▶ DATA
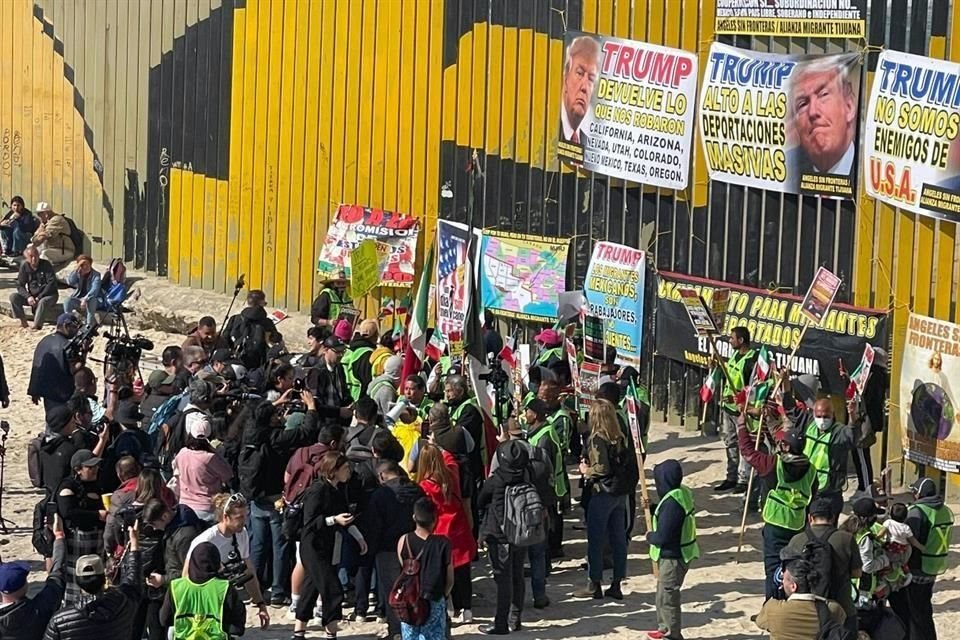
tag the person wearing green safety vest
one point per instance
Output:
(673, 545)
(326, 308)
(356, 361)
(932, 524)
(792, 477)
(739, 369)
(201, 605)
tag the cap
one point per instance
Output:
(335, 343)
(58, 417)
(65, 318)
(84, 458)
(13, 575)
(89, 565)
(866, 508)
(549, 337)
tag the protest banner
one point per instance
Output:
(795, 19)
(453, 241)
(910, 147)
(820, 295)
(352, 224)
(626, 109)
(775, 321)
(782, 123)
(929, 408)
(521, 276)
(614, 291)
(365, 272)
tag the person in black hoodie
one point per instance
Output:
(388, 517)
(931, 522)
(505, 560)
(101, 614)
(266, 449)
(23, 618)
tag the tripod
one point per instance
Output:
(4, 432)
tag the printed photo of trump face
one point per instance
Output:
(822, 102)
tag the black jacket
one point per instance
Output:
(109, 615)
(668, 475)
(389, 514)
(265, 452)
(513, 461)
(27, 619)
(51, 376)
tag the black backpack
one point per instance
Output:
(818, 553)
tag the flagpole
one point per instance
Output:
(753, 471)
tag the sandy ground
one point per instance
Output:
(719, 596)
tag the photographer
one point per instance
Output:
(202, 604)
(266, 448)
(51, 378)
(232, 541)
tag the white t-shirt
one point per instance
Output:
(223, 543)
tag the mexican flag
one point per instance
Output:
(710, 385)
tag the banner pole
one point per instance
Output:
(753, 472)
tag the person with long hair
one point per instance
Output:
(326, 515)
(607, 512)
(441, 483)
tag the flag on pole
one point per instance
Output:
(710, 385)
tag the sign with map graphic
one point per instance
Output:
(522, 276)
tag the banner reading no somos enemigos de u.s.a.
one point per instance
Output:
(627, 109)
(783, 123)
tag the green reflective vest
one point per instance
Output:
(738, 377)
(349, 358)
(934, 556)
(786, 505)
(689, 548)
(198, 609)
(559, 483)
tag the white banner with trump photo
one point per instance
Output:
(783, 123)
(626, 109)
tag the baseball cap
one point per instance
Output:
(549, 337)
(13, 575)
(89, 565)
(58, 417)
(335, 343)
(84, 458)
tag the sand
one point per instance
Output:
(719, 595)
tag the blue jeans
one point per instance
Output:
(607, 520)
(265, 533)
(538, 569)
(72, 305)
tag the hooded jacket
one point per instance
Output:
(512, 463)
(390, 514)
(918, 522)
(108, 615)
(668, 475)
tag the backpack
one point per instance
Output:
(524, 516)
(818, 553)
(248, 341)
(405, 598)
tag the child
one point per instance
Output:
(436, 571)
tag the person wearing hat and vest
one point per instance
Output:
(202, 605)
(356, 361)
(932, 524)
(326, 308)
(739, 369)
(673, 546)
(793, 479)
(26, 618)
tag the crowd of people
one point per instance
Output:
(340, 485)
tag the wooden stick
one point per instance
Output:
(753, 472)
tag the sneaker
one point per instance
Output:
(726, 485)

▶ REQUIRED WORK
Copy all of the records above word for word, but leave out the pictures.

▶ TASK OUTPUT
tag the person wearing green safety vest
one point per instance
Output:
(673, 545)
(326, 308)
(356, 361)
(932, 524)
(792, 477)
(739, 369)
(201, 605)
tag the cap
one point per instance
Output:
(335, 343)
(58, 417)
(65, 318)
(84, 458)
(13, 575)
(89, 565)
(866, 508)
(549, 337)
tag the protest banner
one point per instance
Output:
(795, 19)
(453, 241)
(910, 147)
(820, 295)
(352, 224)
(626, 109)
(775, 321)
(782, 123)
(929, 408)
(521, 276)
(614, 291)
(365, 272)
tag the person in black hoodie
one point per instance
Output:
(388, 517)
(931, 522)
(505, 560)
(101, 614)
(266, 449)
(23, 618)
tag the tripod
one point per instance
Output:
(4, 432)
tag the printed photo of trump face
one point per instance
Output:
(822, 102)
tag the black jacket
one point per instance
Output:
(109, 615)
(668, 475)
(389, 514)
(265, 452)
(513, 461)
(27, 619)
(51, 376)
tag the black backpack
one point per instance
Output:
(818, 553)
tag the flagpole
one point per instance
Output:
(753, 471)
tag the sandy ground
one point per instance
Output:
(719, 596)
tag the photographer
one point per instance
Output:
(202, 604)
(266, 448)
(51, 378)
(232, 541)
tag the white t-shirt
one point per instance
Output:
(223, 543)
tag the mexican flag
one point per instance
Output:
(710, 385)
tag the banner pole
one point per instance
Output:
(753, 472)
tag the person with long hair
one point per instance
Output:
(326, 515)
(607, 512)
(441, 483)
tag the flag on pole
one point per instance
Output:
(710, 385)
tag the sign with map graphic
one point per instance
Output:
(522, 276)
tag the banner reading no somos enemigos de u.s.a.
one point per instance
Output:
(627, 109)
(783, 123)
tag the green reflective vest
one point per instance
Output:
(738, 377)
(349, 358)
(934, 556)
(786, 505)
(689, 548)
(198, 609)
(559, 483)
tag the white banner with trump photo
one point per instance
Output:
(783, 123)
(626, 109)
tag the baseball cap
one point per instance
Output:
(549, 337)
(13, 575)
(89, 565)
(58, 417)
(335, 343)
(84, 458)
tag the sand
one point per instance
Output:
(719, 595)
tag the blue jeans
one point per instance
Output:
(607, 520)
(265, 533)
(538, 569)
(72, 305)
tag the hooded jacket
one point per instance
Output:
(512, 463)
(390, 514)
(918, 522)
(108, 615)
(668, 475)
tag the backpack
one point per instance
Output:
(524, 516)
(818, 553)
(248, 341)
(405, 598)
tag the child
one point per instance
Output:
(436, 571)
tag the person wearing hat and vest
one point per instance
Output:
(202, 605)
(356, 361)
(932, 524)
(326, 308)
(739, 369)
(673, 546)
(793, 479)
(26, 618)
tag the crowd of people
one point per instance
Output:
(340, 485)
tag the wooden stick
one point per instance
Output:
(753, 472)
tag the sneaker
one point per instance
Output:
(726, 485)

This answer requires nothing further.